The first two interviews are colored in green, the third and fourth in white and the fifth and sixth in red. The six protagonists are: Judith Thurman (writer), Ingrid Rossellini (professor), Anna Siciliano (student), Marina Sagona (artist), Giovanna Calvino (author) and Anna Funder (writer).
Judith Thurman talks about her parents and her childhood; Ingrid Rossellini talks about moving to New York City in the early eighties and political correctness; Anna Siciliano talks about the difference between American and Italian upbringing and also about anxiety; Marina Sagona talks about codependence and abandonment; Giovanna Calvino talks about depression and approval; Anna Funder talks about chemical identity. Through the words of these women, the self-portrait of the artist takes shape.

=== The Prisoner, 2018 ===
Sagona's The Prisoner is a cycle about co-dependence exhibited at the Fondaco Gallery, Rome, in connection with the 13th edition of the Rome Film Fest. As Claire Messud writes in the essay on this work, “Codependent love entails a passionate devotion to the unrequited, a desire for self-abnegation. Its ironies are rife: how readily we give of ourselves, believing that eventually our sacrifices will be recognized; how thoroughly we put the needs and desires of the troubled before our own; how proud we are of our ability to stand in the heart of the flames, and burn”.

=== WHAT THIS EXERCISE ASKS ===
• 1. According to the passage on Sagona's work, how does the self-portrait of the artist take shape? Answer in one to three sentences.
• 2. Echo everything in the passage on Sagona's work from "The first two" down to "Anna Funder (writer).".
The material has no connection to the passage on Sagona's work.

=== SUPPLIED MATERIAL ===

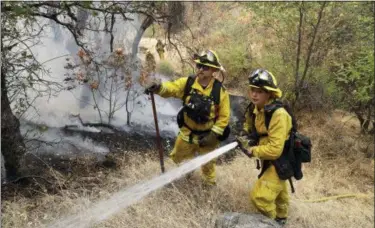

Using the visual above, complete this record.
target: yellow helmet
[193,50,222,69]
[249,69,283,98]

=== ANSWERS TO THE PROBLEMS ===
• 1. The self-portrait of the artist takes shape through the words of six interviewed women: Judith Thurman, Ingrid Rossellini, Anna Siciliano, Marina Sagona, Giovanna Calvino and Anna Funder. Each speaks on her own subjects, such as childhood, political correctness, anxiety, codependence, depression and chemical identity.

• 2.
The first two interviews are colored in green, the third and fourth in white and the fifth and sixth in red. The six protagonists are: Judith Thurman (writer), Ingrid Rossellini (professor), Anna Siciliano (student), Marina Sagona (artist), Giovanna Calvino (author) and Anna Funder (writer).